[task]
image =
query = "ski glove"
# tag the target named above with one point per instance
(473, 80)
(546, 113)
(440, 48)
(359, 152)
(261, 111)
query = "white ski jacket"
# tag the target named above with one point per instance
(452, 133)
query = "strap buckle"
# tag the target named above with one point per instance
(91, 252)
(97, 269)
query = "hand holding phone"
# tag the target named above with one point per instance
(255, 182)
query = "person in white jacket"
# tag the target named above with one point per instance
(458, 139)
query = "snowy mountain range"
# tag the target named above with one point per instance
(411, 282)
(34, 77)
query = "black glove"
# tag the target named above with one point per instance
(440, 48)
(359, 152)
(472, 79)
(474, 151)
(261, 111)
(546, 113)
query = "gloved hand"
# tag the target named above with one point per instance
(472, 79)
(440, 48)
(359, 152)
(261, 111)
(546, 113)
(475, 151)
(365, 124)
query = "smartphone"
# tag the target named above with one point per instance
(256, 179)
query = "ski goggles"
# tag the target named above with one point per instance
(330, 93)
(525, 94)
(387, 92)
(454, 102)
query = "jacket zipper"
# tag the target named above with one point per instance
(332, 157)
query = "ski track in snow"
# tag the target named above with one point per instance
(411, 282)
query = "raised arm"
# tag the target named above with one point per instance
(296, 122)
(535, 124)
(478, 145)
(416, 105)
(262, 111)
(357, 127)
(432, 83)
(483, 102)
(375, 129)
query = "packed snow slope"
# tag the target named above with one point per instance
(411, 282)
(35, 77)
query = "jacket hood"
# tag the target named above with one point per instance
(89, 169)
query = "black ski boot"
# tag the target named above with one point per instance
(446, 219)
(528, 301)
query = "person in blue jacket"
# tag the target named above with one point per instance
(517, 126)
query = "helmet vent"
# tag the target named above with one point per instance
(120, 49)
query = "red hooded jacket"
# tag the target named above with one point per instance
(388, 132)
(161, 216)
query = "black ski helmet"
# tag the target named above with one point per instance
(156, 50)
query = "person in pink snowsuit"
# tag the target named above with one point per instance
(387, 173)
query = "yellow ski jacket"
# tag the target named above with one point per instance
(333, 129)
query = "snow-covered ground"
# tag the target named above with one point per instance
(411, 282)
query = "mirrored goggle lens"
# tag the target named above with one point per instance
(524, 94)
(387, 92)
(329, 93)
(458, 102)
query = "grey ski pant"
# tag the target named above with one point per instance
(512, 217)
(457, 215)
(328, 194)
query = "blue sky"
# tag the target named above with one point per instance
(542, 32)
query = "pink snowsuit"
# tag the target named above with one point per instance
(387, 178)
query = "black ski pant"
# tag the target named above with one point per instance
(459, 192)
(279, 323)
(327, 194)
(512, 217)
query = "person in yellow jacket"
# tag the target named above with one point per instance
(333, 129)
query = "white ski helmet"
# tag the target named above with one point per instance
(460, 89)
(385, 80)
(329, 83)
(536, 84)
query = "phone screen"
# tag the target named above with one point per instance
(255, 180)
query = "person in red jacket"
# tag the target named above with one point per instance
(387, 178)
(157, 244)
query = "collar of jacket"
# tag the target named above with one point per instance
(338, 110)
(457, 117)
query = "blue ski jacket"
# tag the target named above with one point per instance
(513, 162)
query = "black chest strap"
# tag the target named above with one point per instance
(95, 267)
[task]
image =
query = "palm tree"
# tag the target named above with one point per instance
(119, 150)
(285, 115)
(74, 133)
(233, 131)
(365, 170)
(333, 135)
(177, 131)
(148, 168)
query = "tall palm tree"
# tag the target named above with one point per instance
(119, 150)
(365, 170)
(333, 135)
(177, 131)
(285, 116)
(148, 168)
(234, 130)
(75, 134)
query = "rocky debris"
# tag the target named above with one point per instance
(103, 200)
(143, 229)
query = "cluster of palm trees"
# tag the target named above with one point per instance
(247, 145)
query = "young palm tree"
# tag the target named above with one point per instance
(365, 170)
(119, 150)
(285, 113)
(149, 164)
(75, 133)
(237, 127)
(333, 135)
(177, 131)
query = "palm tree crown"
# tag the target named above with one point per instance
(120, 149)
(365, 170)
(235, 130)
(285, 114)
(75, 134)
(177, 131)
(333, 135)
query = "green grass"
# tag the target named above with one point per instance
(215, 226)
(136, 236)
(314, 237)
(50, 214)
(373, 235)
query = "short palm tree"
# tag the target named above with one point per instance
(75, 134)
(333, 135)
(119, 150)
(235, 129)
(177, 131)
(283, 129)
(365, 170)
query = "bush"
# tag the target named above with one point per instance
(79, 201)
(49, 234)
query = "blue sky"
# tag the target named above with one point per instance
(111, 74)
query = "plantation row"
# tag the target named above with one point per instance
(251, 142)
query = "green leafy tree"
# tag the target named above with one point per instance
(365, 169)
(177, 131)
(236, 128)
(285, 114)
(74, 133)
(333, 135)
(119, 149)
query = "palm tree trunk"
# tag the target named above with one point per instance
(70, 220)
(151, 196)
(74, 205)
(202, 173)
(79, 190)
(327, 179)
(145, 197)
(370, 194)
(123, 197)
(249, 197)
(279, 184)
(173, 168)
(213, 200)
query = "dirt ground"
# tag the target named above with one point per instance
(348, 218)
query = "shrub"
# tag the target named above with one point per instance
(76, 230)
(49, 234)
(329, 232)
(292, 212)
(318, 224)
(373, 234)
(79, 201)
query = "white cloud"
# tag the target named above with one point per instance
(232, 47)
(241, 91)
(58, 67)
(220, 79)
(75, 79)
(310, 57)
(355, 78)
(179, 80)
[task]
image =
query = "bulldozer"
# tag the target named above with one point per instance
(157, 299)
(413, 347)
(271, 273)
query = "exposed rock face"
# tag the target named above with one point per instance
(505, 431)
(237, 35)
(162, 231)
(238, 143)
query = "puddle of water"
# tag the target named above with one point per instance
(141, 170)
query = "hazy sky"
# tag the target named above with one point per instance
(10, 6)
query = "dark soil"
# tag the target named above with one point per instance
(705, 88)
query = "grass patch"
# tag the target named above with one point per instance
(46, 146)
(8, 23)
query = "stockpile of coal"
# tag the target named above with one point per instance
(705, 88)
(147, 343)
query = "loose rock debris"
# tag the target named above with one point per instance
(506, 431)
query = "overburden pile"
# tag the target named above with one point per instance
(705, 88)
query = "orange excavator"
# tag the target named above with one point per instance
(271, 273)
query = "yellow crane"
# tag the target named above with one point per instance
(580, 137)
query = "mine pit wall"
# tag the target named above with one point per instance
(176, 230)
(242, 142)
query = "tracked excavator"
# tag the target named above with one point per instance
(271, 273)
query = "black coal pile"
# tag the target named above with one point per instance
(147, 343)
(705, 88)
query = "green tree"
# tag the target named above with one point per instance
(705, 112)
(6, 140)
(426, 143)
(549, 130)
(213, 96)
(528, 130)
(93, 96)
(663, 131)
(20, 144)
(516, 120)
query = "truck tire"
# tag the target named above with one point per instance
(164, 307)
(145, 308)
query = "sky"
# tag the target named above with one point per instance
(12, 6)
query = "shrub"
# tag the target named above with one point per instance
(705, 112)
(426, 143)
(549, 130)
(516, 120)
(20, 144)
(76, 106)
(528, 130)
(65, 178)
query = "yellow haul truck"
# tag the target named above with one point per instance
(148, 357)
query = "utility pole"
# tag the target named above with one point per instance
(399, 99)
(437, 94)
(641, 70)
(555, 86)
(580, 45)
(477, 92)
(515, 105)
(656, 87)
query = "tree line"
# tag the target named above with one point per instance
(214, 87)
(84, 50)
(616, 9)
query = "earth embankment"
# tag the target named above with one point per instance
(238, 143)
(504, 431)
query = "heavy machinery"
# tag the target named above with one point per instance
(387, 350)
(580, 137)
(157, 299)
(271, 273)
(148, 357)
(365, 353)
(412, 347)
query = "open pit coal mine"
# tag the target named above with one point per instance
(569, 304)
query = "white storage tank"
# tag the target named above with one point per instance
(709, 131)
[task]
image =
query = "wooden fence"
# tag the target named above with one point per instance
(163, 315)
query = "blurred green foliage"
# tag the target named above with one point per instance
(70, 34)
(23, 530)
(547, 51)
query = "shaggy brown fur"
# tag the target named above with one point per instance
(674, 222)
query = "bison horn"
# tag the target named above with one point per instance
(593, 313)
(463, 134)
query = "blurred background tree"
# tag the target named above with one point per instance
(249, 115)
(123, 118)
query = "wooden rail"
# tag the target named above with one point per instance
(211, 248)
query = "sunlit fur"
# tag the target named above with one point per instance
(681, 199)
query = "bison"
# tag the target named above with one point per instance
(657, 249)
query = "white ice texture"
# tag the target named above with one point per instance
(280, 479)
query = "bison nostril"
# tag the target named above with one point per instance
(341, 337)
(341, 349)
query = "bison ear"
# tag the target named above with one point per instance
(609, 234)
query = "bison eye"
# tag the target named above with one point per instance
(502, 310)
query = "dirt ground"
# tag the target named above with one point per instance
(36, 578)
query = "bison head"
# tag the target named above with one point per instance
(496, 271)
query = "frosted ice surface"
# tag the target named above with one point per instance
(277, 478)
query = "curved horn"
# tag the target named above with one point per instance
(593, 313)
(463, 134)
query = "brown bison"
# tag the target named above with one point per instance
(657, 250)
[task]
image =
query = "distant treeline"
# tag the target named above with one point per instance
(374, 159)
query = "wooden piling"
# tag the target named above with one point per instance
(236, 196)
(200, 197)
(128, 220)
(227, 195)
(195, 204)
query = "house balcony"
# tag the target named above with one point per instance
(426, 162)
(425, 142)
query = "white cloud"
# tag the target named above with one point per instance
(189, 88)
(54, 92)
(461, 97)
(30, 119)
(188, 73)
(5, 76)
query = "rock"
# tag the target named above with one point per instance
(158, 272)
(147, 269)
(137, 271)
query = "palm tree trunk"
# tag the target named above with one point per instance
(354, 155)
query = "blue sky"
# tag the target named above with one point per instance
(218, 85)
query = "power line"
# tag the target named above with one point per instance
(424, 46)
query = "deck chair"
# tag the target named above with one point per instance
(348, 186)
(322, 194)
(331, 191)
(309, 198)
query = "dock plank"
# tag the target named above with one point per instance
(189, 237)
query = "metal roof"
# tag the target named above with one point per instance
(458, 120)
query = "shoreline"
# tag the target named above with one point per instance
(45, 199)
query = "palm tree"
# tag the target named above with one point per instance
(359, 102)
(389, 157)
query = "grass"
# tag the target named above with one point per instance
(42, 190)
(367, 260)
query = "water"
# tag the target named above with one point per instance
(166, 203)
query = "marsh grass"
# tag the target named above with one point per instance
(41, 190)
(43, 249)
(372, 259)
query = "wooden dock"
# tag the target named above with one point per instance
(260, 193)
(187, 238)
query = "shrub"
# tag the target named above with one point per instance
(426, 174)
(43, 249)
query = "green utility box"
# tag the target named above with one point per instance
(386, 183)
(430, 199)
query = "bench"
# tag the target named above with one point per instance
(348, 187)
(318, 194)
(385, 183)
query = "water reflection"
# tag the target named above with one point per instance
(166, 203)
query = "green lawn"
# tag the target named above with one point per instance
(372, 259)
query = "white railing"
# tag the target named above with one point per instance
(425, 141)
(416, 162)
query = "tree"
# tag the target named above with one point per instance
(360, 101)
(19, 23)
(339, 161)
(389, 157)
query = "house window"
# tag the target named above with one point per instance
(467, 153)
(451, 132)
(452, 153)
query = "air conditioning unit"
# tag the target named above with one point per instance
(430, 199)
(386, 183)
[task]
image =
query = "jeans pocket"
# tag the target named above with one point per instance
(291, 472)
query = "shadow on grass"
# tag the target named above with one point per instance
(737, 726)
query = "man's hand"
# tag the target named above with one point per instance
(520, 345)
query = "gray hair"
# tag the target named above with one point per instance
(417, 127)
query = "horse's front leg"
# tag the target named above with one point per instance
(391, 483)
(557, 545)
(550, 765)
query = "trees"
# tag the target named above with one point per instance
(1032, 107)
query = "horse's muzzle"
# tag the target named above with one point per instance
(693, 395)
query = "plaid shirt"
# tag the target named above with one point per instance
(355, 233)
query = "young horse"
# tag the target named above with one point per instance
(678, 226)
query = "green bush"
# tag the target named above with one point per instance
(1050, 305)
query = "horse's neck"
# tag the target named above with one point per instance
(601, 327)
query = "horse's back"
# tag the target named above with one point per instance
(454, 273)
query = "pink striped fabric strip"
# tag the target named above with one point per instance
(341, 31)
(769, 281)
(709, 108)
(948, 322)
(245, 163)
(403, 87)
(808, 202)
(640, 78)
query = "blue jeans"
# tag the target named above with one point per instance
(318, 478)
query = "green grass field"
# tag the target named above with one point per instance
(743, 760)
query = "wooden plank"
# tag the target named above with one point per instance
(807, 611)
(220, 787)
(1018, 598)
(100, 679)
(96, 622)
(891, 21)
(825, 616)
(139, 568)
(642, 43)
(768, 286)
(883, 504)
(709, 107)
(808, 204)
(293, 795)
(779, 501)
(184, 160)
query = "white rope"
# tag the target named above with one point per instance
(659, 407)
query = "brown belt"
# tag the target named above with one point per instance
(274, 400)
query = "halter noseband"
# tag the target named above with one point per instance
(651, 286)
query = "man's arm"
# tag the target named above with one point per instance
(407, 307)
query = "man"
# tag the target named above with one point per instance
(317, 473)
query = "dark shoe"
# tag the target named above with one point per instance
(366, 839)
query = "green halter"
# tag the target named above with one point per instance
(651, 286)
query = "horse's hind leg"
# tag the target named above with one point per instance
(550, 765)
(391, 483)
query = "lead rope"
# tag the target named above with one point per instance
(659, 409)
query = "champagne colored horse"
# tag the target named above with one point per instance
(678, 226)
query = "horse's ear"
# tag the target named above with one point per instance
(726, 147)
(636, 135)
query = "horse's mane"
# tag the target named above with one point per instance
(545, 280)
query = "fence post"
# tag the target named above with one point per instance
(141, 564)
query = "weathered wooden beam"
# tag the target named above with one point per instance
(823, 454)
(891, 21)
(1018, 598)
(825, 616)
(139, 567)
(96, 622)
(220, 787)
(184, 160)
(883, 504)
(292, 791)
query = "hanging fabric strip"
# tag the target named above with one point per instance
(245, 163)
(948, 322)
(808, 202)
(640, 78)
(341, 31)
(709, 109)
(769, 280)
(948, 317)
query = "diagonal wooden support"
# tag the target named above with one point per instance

- What is expected: Report each line in the data above that holds the word "strip" by copying it.

- Answer to this exercise:
query = "pink striped fabric strip"
query = "hanging fabric strip"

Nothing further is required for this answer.